- _Work order_: Using the data below, return the stretch from the line that contains "Target: trimmed bush" through the line that contains "of the vertical", both included, exactly as it stands and nothing beyond it.

(Stored data entries)
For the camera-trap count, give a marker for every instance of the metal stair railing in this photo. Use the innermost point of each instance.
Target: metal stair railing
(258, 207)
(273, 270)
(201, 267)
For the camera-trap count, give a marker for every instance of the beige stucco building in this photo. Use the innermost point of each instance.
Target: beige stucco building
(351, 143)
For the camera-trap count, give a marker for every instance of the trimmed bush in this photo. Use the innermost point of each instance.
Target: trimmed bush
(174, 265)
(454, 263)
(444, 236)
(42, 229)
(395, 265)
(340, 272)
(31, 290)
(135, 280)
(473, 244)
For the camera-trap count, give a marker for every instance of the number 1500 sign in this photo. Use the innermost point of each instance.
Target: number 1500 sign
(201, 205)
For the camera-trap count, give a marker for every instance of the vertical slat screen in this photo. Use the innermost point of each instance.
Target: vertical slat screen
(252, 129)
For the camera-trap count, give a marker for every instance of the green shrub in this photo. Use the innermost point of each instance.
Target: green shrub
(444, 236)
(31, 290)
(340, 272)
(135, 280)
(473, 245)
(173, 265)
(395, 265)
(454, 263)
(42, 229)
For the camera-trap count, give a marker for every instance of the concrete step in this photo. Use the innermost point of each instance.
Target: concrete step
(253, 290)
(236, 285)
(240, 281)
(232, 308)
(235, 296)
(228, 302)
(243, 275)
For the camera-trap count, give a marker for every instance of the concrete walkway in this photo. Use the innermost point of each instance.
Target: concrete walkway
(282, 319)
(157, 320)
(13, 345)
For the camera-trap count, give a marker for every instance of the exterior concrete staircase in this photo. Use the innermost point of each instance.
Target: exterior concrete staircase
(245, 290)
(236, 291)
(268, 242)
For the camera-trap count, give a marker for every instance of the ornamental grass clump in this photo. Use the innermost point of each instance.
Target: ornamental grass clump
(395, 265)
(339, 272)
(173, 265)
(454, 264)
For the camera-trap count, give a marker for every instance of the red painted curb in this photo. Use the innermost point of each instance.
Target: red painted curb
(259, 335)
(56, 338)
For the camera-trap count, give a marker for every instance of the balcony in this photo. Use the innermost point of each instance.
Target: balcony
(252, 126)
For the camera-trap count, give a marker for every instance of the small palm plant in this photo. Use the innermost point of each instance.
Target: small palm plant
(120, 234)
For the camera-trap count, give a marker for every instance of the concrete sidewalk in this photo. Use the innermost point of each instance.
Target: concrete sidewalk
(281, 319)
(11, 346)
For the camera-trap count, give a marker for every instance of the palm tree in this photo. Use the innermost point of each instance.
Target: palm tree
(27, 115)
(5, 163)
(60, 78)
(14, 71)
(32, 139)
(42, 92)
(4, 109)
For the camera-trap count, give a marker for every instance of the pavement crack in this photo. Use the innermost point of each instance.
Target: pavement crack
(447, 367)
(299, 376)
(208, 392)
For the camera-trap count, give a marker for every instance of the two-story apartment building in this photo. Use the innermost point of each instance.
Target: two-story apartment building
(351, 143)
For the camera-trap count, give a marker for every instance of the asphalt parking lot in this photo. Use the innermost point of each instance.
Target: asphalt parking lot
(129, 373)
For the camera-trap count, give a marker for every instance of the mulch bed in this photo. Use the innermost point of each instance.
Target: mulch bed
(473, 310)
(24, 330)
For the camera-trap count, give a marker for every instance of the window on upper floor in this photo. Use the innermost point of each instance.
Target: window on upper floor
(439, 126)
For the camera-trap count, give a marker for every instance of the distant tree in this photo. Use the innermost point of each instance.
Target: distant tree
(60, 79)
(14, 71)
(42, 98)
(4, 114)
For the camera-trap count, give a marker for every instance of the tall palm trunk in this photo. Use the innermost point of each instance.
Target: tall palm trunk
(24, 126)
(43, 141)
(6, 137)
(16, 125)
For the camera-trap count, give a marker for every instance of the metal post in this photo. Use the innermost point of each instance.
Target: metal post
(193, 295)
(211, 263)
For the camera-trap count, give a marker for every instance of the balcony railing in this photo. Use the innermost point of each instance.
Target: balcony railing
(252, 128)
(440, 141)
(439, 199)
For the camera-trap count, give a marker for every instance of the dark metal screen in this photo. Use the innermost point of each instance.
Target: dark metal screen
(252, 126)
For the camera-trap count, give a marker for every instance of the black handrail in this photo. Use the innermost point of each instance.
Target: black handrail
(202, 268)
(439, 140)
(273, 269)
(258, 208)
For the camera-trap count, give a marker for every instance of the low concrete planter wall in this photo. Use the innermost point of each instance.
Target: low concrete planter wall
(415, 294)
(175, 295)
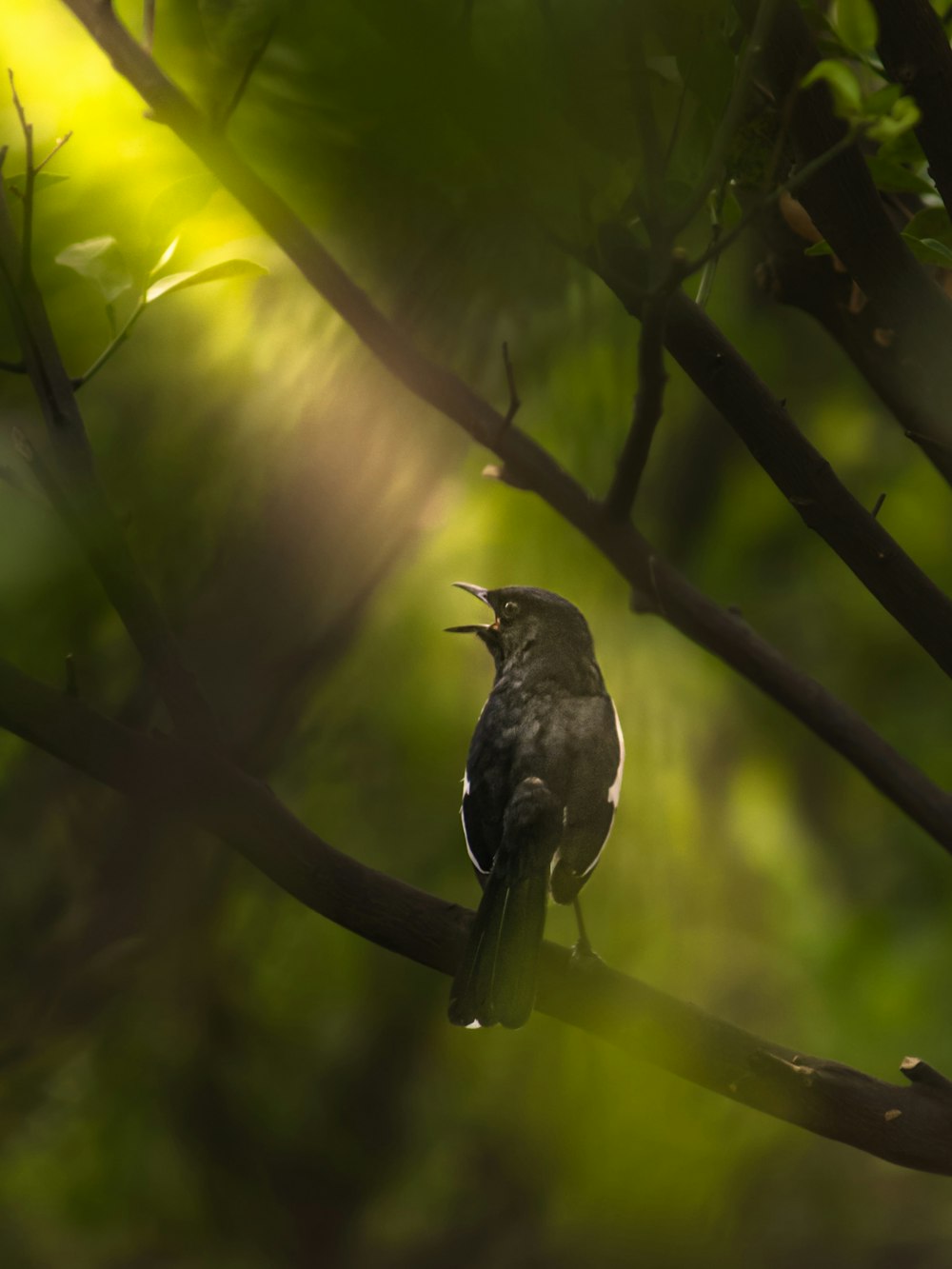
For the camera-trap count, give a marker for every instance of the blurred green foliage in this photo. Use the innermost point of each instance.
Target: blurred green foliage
(198, 1073)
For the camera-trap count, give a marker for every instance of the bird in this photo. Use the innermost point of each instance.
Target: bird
(540, 791)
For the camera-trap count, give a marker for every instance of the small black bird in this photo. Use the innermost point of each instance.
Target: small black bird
(540, 792)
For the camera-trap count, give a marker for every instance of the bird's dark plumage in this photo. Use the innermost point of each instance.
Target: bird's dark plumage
(540, 792)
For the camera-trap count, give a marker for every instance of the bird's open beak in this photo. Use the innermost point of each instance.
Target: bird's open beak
(480, 593)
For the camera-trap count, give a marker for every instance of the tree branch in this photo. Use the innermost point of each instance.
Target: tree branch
(794, 465)
(649, 405)
(526, 464)
(72, 486)
(908, 1126)
(916, 53)
(845, 207)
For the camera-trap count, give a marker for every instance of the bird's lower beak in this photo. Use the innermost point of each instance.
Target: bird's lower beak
(480, 593)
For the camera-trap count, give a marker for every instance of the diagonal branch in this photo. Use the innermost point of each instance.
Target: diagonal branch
(847, 209)
(908, 1126)
(649, 405)
(526, 464)
(794, 465)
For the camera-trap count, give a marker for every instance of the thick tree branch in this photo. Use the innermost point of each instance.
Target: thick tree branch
(68, 475)
(649, 405)
(916, 53)
(792, 464)
(908, 1126)
(828, 294)
(526, 464)
(845, 207)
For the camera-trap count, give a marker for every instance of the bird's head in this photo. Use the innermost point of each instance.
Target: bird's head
(529, 624)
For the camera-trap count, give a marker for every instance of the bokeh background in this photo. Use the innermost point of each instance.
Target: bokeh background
(196, 1070)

- _Response area_:
Target: trimmed bush
(174, 265)
(454, 263)
(444, 236)
(42, 229)
(395, 265)
(340, 272)
(31, 290)
(135, 280)
(473, 244)
For the camera-trap count, give a marker for every instance of the number 1500 sign in this photo. Use the innermost point of each instance.
Target: number 1500 sign
(201, 205)
For the camera-trap count, give a marker for every instance of the vertical slat screen in this photo. Use the innermost point of each instance.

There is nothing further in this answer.